BEGIN

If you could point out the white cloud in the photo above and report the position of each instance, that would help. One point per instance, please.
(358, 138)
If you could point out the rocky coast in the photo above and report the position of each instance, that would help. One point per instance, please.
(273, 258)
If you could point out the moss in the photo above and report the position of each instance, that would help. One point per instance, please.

END

How to complete this task:
Starting with the line that contains "If you could point out the rocky", output every line through the end of the listing above, unchanged.

Written reply:
If you could point out the rocky coast in the photo above and report the position of each instance, that would help. One point per instance, please.
(273, 258)
If you could point out the moss in the photo above and report the position of each instance, that would help. One point per instance, please.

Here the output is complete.